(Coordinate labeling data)
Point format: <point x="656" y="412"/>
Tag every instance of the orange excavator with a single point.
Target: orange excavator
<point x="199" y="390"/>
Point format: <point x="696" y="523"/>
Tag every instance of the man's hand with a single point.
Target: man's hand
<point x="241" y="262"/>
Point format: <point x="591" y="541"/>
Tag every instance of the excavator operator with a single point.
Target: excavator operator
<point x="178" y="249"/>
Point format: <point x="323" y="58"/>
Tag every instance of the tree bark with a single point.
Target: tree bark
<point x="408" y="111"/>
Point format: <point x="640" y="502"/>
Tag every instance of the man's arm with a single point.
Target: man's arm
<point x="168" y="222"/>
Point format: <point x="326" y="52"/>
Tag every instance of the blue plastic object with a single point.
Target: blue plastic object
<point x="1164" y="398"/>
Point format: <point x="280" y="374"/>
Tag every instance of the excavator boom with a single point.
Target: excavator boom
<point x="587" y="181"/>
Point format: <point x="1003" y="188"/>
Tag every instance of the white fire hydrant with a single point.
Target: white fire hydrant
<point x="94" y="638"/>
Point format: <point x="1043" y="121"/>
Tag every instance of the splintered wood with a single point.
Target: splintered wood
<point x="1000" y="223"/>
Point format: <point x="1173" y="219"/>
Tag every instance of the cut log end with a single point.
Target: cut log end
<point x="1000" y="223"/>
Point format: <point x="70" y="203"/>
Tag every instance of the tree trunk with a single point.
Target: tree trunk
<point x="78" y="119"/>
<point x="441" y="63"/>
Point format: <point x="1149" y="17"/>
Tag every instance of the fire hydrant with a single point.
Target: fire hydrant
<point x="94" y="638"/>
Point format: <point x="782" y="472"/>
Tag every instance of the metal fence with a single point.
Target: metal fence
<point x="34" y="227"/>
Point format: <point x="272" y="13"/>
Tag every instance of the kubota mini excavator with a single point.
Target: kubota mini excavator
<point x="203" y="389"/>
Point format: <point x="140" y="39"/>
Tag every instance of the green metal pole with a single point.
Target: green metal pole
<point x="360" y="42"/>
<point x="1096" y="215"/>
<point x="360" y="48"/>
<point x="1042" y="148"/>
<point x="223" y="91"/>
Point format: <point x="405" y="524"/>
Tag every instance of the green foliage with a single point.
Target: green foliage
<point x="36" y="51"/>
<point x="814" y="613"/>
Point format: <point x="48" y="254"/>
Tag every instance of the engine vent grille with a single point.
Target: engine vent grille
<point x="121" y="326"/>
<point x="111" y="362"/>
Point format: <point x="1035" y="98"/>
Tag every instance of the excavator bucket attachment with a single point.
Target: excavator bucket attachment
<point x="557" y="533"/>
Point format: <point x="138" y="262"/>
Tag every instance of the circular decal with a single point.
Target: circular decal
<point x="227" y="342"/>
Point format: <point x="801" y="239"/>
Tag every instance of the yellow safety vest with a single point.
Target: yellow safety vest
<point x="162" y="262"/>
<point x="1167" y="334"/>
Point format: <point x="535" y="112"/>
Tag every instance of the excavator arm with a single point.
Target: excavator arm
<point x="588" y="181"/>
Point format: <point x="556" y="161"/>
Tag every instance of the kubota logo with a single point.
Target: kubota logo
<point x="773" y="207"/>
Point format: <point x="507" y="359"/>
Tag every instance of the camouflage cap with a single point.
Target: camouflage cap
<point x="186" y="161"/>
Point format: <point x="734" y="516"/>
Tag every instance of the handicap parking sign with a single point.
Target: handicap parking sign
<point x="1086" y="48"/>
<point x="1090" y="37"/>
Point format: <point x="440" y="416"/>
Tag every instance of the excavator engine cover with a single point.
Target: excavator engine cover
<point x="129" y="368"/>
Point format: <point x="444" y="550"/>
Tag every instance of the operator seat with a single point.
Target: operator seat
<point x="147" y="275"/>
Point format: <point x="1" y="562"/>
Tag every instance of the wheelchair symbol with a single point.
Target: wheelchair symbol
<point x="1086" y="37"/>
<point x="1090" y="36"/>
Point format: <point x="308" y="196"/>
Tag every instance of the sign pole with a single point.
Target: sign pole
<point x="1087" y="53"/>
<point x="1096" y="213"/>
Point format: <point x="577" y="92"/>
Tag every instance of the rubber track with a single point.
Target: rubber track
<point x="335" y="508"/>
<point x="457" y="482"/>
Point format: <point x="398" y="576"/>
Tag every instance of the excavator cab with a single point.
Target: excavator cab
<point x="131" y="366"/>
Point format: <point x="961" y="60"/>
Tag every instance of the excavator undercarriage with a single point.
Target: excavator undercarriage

[Stated goal]: Return the whole listing exactly.

[Output of the exercise]:
Point format: <point x="656" y="412"/>
Tag every instance of the orange excavator with a single point.
Target: orange excavator
<point x="199" y="390"/>
Point format: <point x="696" y="523"/>
Tag every instance of the man's hand with a single point.
Target: man's hand
<point x="241" y="262"/>
Point format: <point x="591" y="541"/>
Tag every instance of the excavator operator with a single point.
Target: excavator operator
<point x="178" y="249"/>
Point format: <point x="323" y="58"/>
Tag every instance of the tree bark with a single point.
Target: tree bark
<point x="408" y="111"/>
Point format: <point x="640" y="502"/>
Tag every instance of the man's arm with a single point.
Target: man's arm
<point x="168" y="222"/>
Point format: <point x="326" y="52"/>
Tag every instance of the blue plastic object with a single point.
Target: blue plastic object
<point x="1164" y="398"/>
Point format: <point x="280" y="374"/>
Tag every instance of the excavator boom with a single point.
Target: excavator boom
<point x="587" y="181"/>
Point format: <point x="1003" y="188"/>
Tag every instance of the white fire hydrant with a single point.
Target: white fire hydrant
<point x="94" y="638"/>
Point format: <point x="1043" y="121"/>
Tag every instance of the splintered wood with a single point.
Target: splintered wood
<point x="1000" y="223"/>
Point format: <point x="1173" y="219"/>
Tag every instance of the cut log end with a single point.
Target: cut log end
<point x="1000" y="223"/>
Point format: <point x="70" y="203"/>
Tag every instance of the tree trunk with a single point.
Target: tree trunk
<point x="78" y="119"/>
<point x="441" y="63"/>
Point format: <point x="1149" y="17"/>
Tag every instance of the fire hydrant with a single point.
Target: fire hydrant
<point x="94" y="638"/>
Point format: <point x="782" y="472"/>
Tag every instance of the metal fence with a single point.
Target: metal fence
<point x="34" y="227"/>
Point format: <point x="272" y="13"/>
Tag every instance of the kubota mini excavator with a single point.
Target: kubota mini excavator
<point x="203" y="389"/>
Point format: <point x="140" y="39"/>
Tag every instance of the green metal pole with a single point.
Target: green metal pole
<point x="360" y="42"/>
<point x="1096" y="215"/>
<point x="360" y="48"/>
<point x="1042" y="148"/>
<point x="223" y="91"/>
Point format: <point x="405" y="524"/>
Tag every instance of the green foliage with a single point.
Target: green foliage
<point x="36" y="51"/>
<point x="814" y="613"/>
Point format: <point x="48" y="254"/>
Tag every instance of the engine vent grille with a single point.
Target: engine vent grille
<point x="121" y="326"/>
<point x="111" y="362"/>
Point format: <point x="1035" y="98"/>
Tag every instance of the excavator bucket attachment with a single point.
Target: excavator bucket attachment
<point x="557" y="533"/>
Point format: <point x="138" y="262"/>
Tag every instance of the circular decal with a single point.
Target: circular decal
<point x="227" y="342"/>
Point format: <point x="801" y="239"/>
Tag every instance of the yellow safety vest with a single point.
Target: yellow safety vest
<point x="162" y="262"/>
<point x="1167" y="334"/>
Point format: <point x="535" y="112"/>
Tag every instance of the excavator arm with a single point.
Target: excavator arm
<point x="588" y="181"/>
Point format: <point x="556" y="161"/>
Tag every instance of the kubota logo with a single point.
Target: kubota logo
<point x="773" y="207"/>
Point format: <point x="507" y="359"/>
Tag every instance of the camouflage cap with a single point.
Target: camouflage cap
<point x="186" y="161"/>
Point format: <point x="734" y="516"/>
Tag every instance of the handicap parking sign with a single point.
Target: handicap parking sign
<point x="1086" y="48"/>
<point x="1090" y="37"/>
Point format: <point x="440" y="416"/>
Tag every instance of the excavator engine cover with a single point.
Target: excavator engine cover
<point x="129" y="368"/>
Point format: <point x="444" y="550"/>
Tag every instance of the operator seat with a single point.
Target: operator seat
<point x="147" y="275"/>
Point format: <point x="1" y="562"/>
Tag every instance of the wheelchair symbol with a single point.
Target: wheelchair symbol
<point x="1086" y="37"/>
<point x="1090" y="36"/>
Point format: <point x="308" y="196"/>
Tag every instance of the sign pole with a single point.
Target: sign pole
<point x="1087" y="53"/>
<point x="1096" y="213"/>
Point format: <point x="577" y="92"/>
Tag every instance of the rubber track with a single point.
Target: rubber track
<point x="335" y="508"/>
<point x="457" y="482"/>
Point format: <point x="398" y="576"/>
Tag every instance of the excavator cab with a single point.
Target: excavator cab
<point x="131" y="366"/>
Point format: <point x="961" y="60"/>
Tag every instance of the excavator undercarriage with a single point.
Target: excavator undercarriage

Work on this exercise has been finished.